■ Activity
Write out, word for word, the part of the listing below that opens with the line containing "For every instance of the black" and closes with the line containing "[[449, 573], [463, 424], [709, 372], [120, 140]]", keeping both of those lines and adding no others.

Information given: Begin

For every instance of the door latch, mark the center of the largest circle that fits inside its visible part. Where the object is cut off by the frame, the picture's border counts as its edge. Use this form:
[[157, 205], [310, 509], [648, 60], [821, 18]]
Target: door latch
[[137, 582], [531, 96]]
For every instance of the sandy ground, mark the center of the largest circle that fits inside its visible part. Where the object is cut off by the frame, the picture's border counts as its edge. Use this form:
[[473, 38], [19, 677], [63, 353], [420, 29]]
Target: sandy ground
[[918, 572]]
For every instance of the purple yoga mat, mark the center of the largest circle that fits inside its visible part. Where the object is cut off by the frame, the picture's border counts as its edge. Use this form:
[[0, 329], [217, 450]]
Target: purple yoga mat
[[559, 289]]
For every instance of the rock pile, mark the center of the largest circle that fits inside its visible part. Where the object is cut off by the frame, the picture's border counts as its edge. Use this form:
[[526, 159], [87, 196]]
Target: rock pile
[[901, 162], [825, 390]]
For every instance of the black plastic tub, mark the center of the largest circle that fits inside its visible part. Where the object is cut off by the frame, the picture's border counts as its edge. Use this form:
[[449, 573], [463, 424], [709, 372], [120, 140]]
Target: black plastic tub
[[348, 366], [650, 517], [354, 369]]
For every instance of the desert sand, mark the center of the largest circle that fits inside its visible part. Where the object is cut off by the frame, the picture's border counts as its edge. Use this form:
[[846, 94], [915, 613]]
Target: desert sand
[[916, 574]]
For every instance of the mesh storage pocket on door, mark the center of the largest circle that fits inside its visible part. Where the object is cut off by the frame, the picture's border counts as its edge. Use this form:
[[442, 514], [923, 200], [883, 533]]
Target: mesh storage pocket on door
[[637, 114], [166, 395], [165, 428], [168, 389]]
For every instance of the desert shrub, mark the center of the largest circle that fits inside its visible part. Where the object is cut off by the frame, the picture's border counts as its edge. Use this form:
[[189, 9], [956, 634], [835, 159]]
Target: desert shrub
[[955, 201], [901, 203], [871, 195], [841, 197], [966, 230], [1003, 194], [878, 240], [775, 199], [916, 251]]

Information given: End

■ Exercise solution
For every instance of the black plastic tub, mark the center of the largest circle that fits inside its visible part. Where the object is cut off by the frame, the picture's border counts as its edge. Use this form:
[[449, 573], [463, 424], [709, 372], [120, 140]]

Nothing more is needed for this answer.